START EXERCISE MATERIALS

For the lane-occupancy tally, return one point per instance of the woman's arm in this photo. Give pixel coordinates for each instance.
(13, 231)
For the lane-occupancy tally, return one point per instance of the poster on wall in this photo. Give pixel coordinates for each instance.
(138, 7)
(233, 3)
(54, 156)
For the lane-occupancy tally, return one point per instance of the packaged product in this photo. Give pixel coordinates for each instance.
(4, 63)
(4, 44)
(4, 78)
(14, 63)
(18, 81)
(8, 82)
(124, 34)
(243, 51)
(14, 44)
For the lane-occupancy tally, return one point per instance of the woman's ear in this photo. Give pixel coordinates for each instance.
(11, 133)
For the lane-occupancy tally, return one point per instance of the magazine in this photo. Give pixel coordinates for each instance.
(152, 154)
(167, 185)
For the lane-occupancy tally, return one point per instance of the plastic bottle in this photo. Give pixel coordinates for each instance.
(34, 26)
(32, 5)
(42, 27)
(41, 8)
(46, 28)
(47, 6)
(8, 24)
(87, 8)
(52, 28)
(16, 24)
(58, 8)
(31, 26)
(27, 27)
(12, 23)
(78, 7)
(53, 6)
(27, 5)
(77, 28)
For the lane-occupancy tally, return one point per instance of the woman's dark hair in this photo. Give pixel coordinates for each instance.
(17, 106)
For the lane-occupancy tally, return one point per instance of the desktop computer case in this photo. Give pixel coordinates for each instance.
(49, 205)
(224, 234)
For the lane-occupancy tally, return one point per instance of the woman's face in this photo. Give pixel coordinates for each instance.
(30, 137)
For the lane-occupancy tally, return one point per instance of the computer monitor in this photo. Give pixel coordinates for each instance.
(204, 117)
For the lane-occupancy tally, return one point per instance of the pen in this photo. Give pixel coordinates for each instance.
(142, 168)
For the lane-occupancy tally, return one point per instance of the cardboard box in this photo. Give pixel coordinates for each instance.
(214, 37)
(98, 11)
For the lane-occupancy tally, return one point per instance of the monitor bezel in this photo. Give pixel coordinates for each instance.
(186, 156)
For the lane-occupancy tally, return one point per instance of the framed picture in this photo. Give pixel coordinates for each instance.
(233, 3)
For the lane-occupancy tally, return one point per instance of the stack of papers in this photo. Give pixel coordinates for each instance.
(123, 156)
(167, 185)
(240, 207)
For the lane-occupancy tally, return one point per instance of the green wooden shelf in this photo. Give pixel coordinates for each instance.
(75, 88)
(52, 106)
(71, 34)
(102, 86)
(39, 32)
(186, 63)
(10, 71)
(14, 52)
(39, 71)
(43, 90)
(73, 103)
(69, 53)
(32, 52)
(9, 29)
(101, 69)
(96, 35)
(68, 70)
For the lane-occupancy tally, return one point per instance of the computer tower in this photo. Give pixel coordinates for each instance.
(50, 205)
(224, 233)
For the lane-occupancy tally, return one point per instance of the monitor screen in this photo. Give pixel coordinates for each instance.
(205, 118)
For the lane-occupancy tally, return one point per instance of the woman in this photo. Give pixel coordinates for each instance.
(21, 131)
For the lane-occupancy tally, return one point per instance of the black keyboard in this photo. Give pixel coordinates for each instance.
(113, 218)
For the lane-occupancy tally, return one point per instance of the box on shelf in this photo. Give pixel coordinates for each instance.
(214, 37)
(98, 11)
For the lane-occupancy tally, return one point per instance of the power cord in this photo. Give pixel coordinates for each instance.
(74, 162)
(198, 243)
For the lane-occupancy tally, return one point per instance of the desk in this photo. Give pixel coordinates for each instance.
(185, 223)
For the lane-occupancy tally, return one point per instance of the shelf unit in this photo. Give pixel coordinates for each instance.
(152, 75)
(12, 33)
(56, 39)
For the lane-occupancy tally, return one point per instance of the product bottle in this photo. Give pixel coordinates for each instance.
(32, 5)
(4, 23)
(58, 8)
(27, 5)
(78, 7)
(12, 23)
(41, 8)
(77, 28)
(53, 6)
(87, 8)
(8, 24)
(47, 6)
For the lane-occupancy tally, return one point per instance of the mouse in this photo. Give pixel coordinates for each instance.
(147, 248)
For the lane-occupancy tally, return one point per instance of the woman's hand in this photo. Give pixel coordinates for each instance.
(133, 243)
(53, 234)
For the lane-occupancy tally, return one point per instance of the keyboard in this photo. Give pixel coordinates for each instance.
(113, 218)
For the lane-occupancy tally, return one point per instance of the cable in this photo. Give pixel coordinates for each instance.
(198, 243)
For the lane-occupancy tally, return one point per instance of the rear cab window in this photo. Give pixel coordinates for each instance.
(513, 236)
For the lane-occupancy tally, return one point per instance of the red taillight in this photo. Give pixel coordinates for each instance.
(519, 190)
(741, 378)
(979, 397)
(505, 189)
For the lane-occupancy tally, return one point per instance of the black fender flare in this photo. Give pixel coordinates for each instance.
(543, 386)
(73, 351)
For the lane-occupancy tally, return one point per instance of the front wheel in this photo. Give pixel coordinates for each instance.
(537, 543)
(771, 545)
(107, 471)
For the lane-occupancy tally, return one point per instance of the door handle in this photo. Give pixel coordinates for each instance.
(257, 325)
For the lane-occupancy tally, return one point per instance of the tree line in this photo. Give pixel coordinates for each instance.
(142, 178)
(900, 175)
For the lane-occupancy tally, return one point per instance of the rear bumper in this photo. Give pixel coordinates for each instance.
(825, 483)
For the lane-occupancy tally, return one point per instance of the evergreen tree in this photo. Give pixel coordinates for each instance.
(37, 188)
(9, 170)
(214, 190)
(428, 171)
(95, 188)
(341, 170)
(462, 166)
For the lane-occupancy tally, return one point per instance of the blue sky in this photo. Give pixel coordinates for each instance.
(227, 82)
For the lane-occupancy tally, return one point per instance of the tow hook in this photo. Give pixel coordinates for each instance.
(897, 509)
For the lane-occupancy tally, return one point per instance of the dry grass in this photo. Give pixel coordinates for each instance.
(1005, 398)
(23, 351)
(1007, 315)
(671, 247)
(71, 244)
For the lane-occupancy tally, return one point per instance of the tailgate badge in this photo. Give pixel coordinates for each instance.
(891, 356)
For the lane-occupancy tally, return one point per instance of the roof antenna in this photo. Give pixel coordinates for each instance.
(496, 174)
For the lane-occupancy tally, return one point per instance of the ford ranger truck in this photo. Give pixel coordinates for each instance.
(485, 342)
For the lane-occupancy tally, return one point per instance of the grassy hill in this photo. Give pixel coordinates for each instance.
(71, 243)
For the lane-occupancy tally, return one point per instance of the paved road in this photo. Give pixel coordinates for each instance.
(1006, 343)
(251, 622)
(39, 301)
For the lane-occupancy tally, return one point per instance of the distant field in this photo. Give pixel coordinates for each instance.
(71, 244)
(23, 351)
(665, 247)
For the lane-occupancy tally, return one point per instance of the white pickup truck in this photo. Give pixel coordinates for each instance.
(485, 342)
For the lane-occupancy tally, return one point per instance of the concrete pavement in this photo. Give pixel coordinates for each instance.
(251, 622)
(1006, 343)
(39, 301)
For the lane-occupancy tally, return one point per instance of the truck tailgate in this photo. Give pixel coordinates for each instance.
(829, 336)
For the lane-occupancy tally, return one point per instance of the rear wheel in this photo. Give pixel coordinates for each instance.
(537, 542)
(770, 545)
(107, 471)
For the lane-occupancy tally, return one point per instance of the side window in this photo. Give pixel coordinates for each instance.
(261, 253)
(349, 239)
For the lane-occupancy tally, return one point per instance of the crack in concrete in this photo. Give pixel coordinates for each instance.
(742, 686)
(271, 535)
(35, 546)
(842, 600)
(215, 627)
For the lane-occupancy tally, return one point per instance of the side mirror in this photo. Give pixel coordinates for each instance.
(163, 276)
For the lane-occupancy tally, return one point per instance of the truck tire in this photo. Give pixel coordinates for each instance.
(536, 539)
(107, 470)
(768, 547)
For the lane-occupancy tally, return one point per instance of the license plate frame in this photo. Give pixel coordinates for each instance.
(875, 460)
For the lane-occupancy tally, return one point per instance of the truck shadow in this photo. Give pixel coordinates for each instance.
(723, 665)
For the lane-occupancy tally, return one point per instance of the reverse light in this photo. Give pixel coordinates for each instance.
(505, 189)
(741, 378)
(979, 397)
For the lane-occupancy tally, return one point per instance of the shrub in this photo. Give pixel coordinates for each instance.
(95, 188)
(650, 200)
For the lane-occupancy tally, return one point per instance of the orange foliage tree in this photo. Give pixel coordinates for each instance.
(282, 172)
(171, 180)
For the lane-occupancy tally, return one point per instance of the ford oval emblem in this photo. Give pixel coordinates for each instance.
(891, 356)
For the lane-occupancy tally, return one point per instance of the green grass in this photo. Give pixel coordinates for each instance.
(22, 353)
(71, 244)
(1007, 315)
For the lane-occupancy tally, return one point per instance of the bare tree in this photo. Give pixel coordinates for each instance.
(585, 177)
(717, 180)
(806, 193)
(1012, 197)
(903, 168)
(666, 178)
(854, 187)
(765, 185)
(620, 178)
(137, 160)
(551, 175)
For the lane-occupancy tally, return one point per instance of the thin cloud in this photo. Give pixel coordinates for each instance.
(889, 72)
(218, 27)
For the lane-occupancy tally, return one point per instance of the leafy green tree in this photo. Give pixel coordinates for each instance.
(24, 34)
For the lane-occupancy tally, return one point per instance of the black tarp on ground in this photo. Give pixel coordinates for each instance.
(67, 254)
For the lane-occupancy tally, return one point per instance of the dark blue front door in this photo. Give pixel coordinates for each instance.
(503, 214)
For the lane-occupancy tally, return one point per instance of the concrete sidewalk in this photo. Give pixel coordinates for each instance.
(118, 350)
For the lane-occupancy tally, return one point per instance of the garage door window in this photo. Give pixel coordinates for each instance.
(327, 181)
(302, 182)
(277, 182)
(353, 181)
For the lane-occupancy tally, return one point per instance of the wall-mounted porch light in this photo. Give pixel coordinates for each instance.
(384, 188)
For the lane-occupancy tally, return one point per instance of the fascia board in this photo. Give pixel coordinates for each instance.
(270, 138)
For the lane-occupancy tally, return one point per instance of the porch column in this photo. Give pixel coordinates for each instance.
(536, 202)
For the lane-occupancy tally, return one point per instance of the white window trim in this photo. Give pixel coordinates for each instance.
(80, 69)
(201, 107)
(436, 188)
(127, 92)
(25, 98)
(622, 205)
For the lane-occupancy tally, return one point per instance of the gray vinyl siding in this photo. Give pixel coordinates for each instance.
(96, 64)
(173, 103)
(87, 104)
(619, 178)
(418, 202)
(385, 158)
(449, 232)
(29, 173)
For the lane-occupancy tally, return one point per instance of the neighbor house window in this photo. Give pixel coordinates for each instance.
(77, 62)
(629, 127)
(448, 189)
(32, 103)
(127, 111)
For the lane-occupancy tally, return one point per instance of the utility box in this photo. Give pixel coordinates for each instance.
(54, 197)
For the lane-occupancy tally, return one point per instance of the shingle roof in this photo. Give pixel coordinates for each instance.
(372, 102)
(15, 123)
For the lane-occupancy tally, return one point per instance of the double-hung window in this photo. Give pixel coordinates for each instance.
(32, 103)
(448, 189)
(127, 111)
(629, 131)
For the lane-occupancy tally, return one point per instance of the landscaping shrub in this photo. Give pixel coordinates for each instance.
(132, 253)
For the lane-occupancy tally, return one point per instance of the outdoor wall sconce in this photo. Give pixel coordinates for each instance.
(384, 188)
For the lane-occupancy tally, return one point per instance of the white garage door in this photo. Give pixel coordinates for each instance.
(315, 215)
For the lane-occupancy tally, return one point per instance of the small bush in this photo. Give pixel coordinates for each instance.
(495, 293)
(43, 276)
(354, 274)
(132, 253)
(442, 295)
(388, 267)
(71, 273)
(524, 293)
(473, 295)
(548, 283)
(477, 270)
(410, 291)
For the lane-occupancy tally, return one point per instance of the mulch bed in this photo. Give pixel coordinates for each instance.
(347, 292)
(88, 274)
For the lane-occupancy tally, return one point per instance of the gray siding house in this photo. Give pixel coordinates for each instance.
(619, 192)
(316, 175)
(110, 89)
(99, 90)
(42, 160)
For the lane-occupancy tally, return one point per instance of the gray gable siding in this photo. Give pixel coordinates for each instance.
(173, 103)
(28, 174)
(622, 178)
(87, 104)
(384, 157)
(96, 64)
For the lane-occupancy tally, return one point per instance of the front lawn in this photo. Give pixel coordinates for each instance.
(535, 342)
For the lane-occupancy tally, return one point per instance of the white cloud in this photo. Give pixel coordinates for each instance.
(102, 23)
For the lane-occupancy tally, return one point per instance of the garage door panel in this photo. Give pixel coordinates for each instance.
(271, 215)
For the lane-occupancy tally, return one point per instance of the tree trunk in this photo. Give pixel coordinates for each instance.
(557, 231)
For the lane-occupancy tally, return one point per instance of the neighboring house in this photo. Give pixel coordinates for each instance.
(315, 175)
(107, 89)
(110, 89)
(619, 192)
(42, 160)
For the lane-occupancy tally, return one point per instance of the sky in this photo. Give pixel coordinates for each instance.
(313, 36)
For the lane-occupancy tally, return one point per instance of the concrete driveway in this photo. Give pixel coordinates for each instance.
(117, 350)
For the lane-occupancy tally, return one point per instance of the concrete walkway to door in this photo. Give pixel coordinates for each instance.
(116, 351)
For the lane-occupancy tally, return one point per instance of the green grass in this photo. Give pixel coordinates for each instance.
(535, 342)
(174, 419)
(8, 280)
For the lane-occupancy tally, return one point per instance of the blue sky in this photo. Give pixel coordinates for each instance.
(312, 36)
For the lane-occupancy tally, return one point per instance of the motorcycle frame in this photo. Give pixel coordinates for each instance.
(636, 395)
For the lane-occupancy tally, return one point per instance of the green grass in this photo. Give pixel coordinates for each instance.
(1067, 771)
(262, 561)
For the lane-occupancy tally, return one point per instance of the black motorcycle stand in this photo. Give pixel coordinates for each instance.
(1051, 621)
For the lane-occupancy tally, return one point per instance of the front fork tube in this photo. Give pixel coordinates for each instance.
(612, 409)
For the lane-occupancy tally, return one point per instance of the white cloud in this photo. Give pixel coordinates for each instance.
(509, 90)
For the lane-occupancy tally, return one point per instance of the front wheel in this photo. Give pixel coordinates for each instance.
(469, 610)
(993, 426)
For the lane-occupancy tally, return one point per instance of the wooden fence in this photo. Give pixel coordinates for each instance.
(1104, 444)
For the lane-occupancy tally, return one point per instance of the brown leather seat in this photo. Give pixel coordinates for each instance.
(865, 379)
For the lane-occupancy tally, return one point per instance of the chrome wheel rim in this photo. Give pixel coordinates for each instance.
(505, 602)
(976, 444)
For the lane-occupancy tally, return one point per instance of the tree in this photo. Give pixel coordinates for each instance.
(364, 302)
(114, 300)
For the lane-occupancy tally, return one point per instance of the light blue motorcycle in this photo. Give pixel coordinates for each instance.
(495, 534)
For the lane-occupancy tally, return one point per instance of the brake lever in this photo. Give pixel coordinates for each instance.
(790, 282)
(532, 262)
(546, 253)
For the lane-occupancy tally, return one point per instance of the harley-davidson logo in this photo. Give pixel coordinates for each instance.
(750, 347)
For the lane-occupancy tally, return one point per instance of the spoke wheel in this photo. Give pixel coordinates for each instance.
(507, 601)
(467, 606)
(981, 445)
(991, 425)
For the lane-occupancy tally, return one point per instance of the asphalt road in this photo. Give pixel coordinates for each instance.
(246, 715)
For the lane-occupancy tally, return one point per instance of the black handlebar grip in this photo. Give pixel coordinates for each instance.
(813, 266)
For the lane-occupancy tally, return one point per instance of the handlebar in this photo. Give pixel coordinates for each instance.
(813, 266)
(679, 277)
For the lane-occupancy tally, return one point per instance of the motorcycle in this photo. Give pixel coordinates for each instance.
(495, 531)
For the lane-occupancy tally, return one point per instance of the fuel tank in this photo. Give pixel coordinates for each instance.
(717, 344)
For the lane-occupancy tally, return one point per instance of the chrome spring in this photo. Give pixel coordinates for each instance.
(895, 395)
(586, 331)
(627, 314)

END EXERCISE MATERIALS

• WORK REQUIRED: Copy, exactly as written, the lines above, beginning with the one that contains "of the spoke" and ending with the last.

• RESULT OF THE EXERCISE:
For the lane-occupancy tally, return one point per instance of the spoke wheel in this photo. Give pixel coordinates for each instance.
(507, 601)
(467, 606)
(981, 445)
(991, 425)
For the lane-occupancy tally, return one point per instance of the asphalt road in this photo. Give pixel coordinates for each instance.
(246, 715)
For the lane-occupancy tally, return one point per instance of the black handlebar grip in this photo. Give pixel coordinates for each instance.
(813, 266)
For the lane-occupancy tally, return one point per instance of the handlebar in this photo. Give pixel coordinates for each instance.
(813, 266)
(679, 277)
For the lane-occupancy tally, return one point per instance of the motorcycle in this photo. Give pixel coordinates for each instance.
(495, 531)
For the lane-occupancy tally, return one point per instance of the fuel tank in this photo. Give pixel coordinates for each instance.
(717, 344)
For the lane-occupancy tally, return one point per instance of the chrome spring in this photo. Give pixel coordinates for each instance.
(895, 395)
(586, 331)
(627, 314)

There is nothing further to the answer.